Task details: Go through the material and return every line that contains the string "shot".

Extracted material:
┌────────

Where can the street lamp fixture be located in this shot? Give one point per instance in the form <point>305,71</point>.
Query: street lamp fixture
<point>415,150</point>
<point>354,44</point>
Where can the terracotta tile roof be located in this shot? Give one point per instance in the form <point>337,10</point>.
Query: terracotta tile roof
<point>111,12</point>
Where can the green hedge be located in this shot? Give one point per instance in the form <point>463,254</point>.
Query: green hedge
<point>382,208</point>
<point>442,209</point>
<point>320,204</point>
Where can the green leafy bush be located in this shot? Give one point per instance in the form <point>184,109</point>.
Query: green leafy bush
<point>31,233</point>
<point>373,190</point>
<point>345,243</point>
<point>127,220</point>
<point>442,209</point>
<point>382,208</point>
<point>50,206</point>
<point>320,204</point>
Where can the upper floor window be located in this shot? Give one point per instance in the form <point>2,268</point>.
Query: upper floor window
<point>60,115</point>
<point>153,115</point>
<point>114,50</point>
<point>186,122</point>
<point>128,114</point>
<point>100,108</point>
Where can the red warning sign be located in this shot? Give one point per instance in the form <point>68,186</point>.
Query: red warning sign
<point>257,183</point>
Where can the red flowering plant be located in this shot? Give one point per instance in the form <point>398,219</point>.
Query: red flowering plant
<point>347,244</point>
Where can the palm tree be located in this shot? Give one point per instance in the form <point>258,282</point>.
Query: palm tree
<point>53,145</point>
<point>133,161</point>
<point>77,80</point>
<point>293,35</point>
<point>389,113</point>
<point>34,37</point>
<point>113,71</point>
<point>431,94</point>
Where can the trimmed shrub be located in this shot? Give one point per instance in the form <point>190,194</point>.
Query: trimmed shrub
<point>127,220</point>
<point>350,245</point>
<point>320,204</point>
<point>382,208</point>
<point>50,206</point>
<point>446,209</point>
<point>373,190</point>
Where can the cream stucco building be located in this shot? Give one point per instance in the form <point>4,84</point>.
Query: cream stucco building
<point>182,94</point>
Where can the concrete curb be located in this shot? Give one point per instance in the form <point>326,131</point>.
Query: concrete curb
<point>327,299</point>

└────────

Response to the task:
Where can the street lamp fixture be located in this shot? Give one point per instance in the form <point>305,71</point>.
Where can the terracotta tile roof be located in this shot? Give one point per instance in the form <point>337,10</point>.
Where can the green hedge be located in this shot? Give one point per instance in the form <point>463,254</point>.
Where can the green leafy bush be located in this shot? Give one point per instance in the form <point>184,109</point>.
Where can the upper floor window be located in this shot? Give one point per instance in the form <point>2,268</point>.
Where can the red warning sign be located in this shot? Give one point per instance in the form <point>68,186</point>.
Where can the red flowering plant be located in this shot? Give one point per instance in the form <point>398,219</point>.
Where can the palm tree be located in this shot? Give one point per instance in the form <point>258,282</point>.
Where can the trimmed shrub be located in this shot? Give one point per instance in the form <point>190,194</point>.
Where can the cream stucco building be located in this shot? Give one point per instance in the form <point>4,84</point>.
Where can the concrete curb be located in this shot? Give one point per instance in the form <point>326,131</point>.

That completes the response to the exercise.